Short exercise: Which lines in the records below contain the word "wooden"? Report each of them in full.

Listed records:

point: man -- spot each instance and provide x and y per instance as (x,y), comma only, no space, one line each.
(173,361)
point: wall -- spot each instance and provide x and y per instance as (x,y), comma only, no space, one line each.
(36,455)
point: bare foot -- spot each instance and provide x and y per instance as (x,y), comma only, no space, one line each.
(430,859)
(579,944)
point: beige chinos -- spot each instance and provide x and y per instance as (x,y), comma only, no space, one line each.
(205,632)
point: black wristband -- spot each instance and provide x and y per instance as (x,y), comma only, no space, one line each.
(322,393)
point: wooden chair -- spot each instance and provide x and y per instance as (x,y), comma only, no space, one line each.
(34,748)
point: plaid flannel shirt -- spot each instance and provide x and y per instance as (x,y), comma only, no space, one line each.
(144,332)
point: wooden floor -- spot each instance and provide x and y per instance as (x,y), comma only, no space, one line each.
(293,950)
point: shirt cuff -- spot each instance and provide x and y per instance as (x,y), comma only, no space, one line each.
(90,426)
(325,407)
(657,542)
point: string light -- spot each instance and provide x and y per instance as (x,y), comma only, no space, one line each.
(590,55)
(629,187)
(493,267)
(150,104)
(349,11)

...

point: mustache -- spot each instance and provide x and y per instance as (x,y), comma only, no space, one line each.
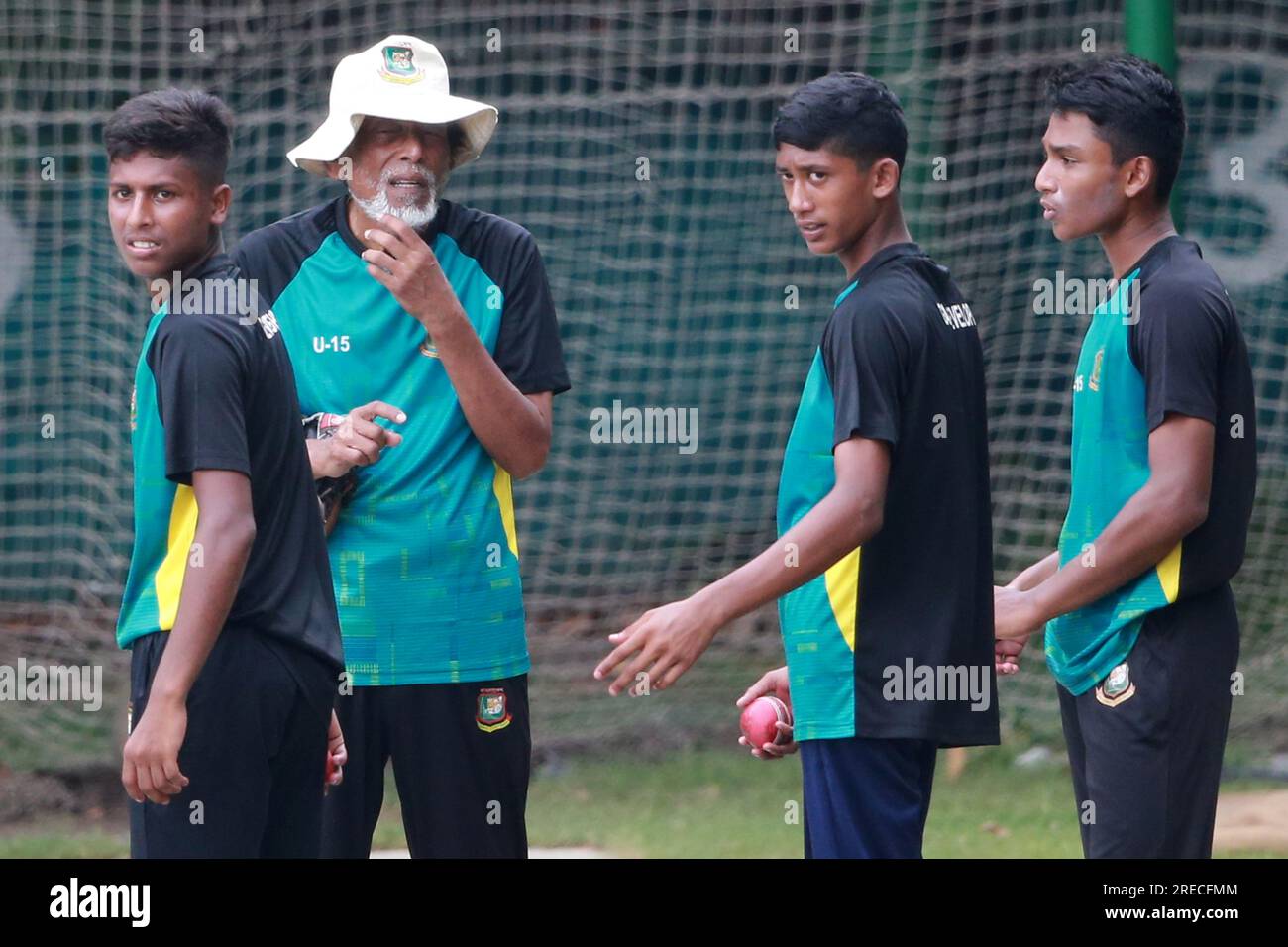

Answer to the problem:
point: wooden chair -- spot each instance and provide x and y per instance as (x,y), comma only, no space, one line each.
point: wooden floor -- spot each instance and provide x and y per instance as (x,y), comma only, no space, one line each.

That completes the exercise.